- _Istruzioni_:
Elenca le attività a cui, secondo il brano su Amos Oz, lo scrittore dedicò la sua vita.

- _Brano_:
◆ ◆ ◆ ◆ ◆

L’isola del libro. Speciale Amos Oz

L’appuntamento di oggi è dedicato ad Amos Oz, un grande della letteratura che ci ha lasciati nel 2018 e di cui resteremo orfani nel futuro; unica consolazione leggere o rileggere i suoi capolavori

Il grande scrittore israeliano se n’è andato a 79 anni stroncato da un male bastardo ma ci ha lasciato migliaia di pagine da leggere, tra romanzi e saggi. Era nato a Gerusalemme il 4 maggio del 1939, figlio unico, segnato dal suicidio della madre quando aveva solo 12 anni. Poi la sua vita spesa a lavorare in un kibbutz, insegnare all’università e soprattutto… scrivere. Per la risoluzione del conflitto arabo-israeliano caldeggiava l’idea dei due Stati e il suo paese travagliato è lo sfondo dei suoi scritti.

◆ ◆ ◆ ◆ ◆

- _Righe tratte da un dataset_:
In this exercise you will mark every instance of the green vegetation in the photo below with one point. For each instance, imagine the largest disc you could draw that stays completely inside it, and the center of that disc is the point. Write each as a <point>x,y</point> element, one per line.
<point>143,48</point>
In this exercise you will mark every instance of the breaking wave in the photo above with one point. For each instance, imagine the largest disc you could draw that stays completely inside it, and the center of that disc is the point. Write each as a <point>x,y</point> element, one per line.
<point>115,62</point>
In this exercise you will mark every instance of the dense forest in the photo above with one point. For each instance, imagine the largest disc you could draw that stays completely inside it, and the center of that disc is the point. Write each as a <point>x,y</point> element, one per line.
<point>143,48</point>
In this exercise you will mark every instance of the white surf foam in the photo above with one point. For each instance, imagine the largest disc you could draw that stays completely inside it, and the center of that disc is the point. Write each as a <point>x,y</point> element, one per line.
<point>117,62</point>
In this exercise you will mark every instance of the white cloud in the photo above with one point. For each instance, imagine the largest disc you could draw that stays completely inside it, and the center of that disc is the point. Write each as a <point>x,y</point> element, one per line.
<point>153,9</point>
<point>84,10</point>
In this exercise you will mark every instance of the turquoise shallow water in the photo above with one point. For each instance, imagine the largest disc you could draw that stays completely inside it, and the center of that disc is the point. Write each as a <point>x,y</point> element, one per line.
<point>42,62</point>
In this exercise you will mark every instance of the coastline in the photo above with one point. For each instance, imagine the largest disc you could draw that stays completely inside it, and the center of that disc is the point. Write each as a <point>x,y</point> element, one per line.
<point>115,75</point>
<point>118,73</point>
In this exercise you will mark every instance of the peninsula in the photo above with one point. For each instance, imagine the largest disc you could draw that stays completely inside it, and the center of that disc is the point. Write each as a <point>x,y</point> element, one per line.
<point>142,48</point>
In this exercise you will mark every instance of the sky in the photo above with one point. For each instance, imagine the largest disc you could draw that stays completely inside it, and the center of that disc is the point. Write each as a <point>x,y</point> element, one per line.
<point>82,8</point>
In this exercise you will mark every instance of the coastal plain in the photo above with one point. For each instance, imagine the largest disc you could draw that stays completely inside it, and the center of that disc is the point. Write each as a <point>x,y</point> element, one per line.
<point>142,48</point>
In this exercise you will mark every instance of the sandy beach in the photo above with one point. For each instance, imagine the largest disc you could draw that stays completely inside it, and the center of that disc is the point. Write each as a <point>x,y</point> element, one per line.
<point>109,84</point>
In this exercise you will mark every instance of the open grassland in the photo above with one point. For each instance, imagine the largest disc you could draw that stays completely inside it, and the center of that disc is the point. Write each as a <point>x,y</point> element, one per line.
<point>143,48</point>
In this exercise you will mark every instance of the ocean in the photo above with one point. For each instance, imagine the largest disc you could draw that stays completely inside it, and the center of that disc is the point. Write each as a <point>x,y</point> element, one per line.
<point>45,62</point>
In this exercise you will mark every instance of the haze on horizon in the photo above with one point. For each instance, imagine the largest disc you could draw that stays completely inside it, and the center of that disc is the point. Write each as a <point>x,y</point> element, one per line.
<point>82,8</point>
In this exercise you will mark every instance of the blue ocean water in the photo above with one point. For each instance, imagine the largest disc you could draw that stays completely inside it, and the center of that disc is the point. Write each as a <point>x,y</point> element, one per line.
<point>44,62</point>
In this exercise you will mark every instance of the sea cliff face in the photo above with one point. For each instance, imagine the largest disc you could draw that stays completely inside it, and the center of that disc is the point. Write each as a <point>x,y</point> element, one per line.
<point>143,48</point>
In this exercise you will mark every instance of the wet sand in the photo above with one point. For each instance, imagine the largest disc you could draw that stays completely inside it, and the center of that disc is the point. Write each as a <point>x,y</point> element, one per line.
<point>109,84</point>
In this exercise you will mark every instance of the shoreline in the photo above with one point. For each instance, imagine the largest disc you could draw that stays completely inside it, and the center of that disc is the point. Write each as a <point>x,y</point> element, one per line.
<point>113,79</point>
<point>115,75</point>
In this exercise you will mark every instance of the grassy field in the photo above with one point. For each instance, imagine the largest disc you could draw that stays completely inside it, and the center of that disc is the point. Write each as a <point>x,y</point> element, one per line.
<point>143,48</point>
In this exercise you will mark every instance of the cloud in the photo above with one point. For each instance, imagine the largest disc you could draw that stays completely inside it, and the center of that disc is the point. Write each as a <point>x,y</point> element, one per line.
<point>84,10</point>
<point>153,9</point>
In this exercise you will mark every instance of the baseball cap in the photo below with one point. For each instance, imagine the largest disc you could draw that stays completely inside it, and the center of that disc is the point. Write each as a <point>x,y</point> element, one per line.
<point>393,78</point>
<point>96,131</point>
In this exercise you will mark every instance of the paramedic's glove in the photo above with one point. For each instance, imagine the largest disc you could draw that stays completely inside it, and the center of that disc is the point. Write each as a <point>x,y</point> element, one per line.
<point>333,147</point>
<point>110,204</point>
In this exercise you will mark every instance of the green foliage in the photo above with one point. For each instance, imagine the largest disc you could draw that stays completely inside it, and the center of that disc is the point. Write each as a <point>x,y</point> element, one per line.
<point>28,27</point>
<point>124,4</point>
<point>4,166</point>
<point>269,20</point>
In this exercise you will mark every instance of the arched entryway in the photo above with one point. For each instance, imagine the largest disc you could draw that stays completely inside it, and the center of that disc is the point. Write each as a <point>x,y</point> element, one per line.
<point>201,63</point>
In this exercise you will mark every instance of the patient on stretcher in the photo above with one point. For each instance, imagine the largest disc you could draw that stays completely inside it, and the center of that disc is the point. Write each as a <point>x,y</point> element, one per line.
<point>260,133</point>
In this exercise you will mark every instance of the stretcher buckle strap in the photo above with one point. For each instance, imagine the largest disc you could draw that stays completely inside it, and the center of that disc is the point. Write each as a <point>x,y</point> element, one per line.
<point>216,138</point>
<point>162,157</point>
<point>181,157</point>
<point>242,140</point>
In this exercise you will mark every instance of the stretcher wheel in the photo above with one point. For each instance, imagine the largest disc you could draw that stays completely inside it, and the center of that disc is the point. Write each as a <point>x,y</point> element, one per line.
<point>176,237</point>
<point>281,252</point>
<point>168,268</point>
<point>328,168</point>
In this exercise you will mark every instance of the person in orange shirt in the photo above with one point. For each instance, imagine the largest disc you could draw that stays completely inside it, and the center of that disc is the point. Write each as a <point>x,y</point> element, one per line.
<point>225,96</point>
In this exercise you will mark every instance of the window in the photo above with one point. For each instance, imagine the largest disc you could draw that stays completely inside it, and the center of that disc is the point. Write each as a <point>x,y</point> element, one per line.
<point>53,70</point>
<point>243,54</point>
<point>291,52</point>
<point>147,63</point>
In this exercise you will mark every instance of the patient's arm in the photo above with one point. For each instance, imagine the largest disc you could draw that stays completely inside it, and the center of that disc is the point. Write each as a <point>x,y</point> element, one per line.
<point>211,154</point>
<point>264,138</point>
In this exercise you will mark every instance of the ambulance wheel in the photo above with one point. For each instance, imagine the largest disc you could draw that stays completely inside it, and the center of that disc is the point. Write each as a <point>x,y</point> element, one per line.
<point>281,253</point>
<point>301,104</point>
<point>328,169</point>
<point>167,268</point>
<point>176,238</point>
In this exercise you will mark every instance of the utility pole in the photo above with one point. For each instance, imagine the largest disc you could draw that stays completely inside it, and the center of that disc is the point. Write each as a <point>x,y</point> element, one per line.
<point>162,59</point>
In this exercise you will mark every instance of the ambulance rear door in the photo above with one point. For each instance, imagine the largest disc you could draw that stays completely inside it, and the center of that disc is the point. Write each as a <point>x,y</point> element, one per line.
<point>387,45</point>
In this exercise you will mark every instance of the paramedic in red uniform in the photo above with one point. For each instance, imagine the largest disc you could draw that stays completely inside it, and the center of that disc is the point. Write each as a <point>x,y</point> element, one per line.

◆ ◆ ◆ ◆ ◆

- _Soluzione del compito_:
Lavorare in un kibbutz, insegnare all'università e soprattutto scrivere.